> _Your task_:
Exactly as they appear, set down all of the records.

◇ ◇ ◇ ◇ ◇

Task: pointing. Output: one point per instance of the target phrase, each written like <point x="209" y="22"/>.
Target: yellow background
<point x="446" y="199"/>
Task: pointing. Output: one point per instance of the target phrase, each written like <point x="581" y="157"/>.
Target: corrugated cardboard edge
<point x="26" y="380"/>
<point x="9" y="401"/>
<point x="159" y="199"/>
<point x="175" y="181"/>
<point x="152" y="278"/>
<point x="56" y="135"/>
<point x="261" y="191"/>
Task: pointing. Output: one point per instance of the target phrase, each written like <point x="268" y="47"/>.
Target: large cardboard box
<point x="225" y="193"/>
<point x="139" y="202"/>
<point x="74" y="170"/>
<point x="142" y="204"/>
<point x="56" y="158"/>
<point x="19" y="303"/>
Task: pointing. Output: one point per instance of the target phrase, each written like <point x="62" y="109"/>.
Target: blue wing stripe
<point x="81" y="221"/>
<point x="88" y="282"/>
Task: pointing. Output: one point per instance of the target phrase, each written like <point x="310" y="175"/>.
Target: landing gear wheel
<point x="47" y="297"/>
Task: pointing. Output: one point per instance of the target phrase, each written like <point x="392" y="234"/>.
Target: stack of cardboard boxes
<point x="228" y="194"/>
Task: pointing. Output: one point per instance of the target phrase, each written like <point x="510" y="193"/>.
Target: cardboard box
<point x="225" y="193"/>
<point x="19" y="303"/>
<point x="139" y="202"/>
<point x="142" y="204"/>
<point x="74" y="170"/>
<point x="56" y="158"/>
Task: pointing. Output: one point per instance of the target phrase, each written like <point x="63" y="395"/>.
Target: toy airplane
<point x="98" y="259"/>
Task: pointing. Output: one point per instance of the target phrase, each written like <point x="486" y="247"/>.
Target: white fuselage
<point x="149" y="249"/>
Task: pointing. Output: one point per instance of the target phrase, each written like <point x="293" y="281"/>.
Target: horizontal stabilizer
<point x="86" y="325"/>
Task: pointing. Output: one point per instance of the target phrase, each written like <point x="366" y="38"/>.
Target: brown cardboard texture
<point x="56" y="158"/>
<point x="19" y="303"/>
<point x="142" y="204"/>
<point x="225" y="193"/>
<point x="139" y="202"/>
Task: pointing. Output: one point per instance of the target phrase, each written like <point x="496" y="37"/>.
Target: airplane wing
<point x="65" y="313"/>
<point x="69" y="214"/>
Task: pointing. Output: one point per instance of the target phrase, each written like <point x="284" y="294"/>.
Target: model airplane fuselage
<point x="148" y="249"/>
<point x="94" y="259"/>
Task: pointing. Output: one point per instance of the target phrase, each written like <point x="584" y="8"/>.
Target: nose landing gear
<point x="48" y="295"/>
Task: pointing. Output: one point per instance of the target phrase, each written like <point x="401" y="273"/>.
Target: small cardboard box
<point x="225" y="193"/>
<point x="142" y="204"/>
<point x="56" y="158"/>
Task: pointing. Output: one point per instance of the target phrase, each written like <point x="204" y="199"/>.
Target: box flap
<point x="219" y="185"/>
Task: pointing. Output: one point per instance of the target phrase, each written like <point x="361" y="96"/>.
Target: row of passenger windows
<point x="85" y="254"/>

◇ ◇ ◇ ◇ ◇

> _Task response_:
Task: pointing. Output: one point per instance of the target phrase, each written like <point x="209" y="22"/>.
Target: yellow background
<point x="446" y="199"/>
Task: pointing. Output: one point per instance of the target phrase, each written like <point x="581" y="157"/>.
Target: corrugated cardboard edge
<point x="26" y="380"/>
<point x="9" y="401"/>
<point x="159" y="199"/>
<point x="175" y="181"/>
<point x="152" y="278"/>
<point x="56" y="135"/>
<point x="261" y="191"/>
Task: pointing. Output: one point per instance of the target phrase, each written like <point x="268" y="47"/>.
Target: large cardboard box
<point x="225" y="193"/>
<point x="139" y="202"/>
<point x="74" y="170"/>
<point x="142" y="204"/>
<point x="56" y="158"/>
<point x="19" y="303"/>
Task: pointing. Output: one point per instance of the target phrase, each written like <point x="62" y="109"/>.
Target: blue wing stripe
<point x="81" y="221"/>
<point x="88" y="282"/>
Task: pointing. Output: one point per instance of the target phrase, each written like <point x="310" y="175"/>.
Target: landing gear wheel
<point x="47" y="297"/>
Task: pointing. Output: one point per instance of the target phrase, each written like <point x="392" y="234"/>.
Target: stack of cardboard boxes
<point x="228" y="194"/>
Task: pointing. Output: one point per instance of the target phrase, each written like <point x="510" y="193"/>.
Target: cardboard box
<point x="225" y="193"/>
<point x="19" y="303"/>
<point x="139" y="202"/>
<point x="142" y="204"/>
<point x="74" y="170"/>
<point x="56" y="158"/>
Task: pointing. Output: one point per instance of the target phrase, each written like <point x="63" y="395"/>.
Target: toy airplane
<point x="98" y="259"/>
Task: pointing. Output: one point per instance of the target phrase, each written like <point x="486" y="247"/>.
Target: white fuselage
<point x="149" y="249"/>
Task: pointing. Output: one point per instance of the target phrase, each written like <point x="293" y="281"/>.
Target: horizontal stabilizer
<point x="86" y="325"/>
Task: pointing. Output: one point per instance of the target phrase, each written like <point x="366" y="38"/>.
Target: brown cardboard texture
<point x="56" y="158"/>
<point x="19" y="303"/>
<point x="142" y="204"/>
<point x="225" y="193"/>
<point x="139" y="202"/>
Task: pointing. Output: one point per instance of the target phrase, each written like <point x="496" y="37"/>.
Target: airplane wing
<point x="65" y="313"/>
<point x="69" y="214"/>
Task: pointing. Output: one point per instance of the target phrase, each written like <point x="284" y="294"/>.
Target: model airplane fuselage
<point x="148" y="249"/>
<point x="94" y="259"/>
Task: pointing. Output: one point per instance of the target phrase, each written like <point x="584" y="8"/>.
Target: nose landing gear
<point x="48" y="295"/>
Task: pointing. Output: one point per instance of the target phrase, each written like <point x="401" y="273"/>.
Target: small cardboard box
<point x="225" y="193"/>
<point x="142" y="204"/>
<point x="56" y="158"/>
Task: pointing. Output: one point per instance of the target phrase, each written like <point x="204" y="199"/>.
Target: box flap
<point x="219" y="185"/>
Task: pointing. Output: one point per instance of the target phrase, each written like <point x="361" y="96"/>.
Target: row of passenger windows
<point x="85" y="254"/>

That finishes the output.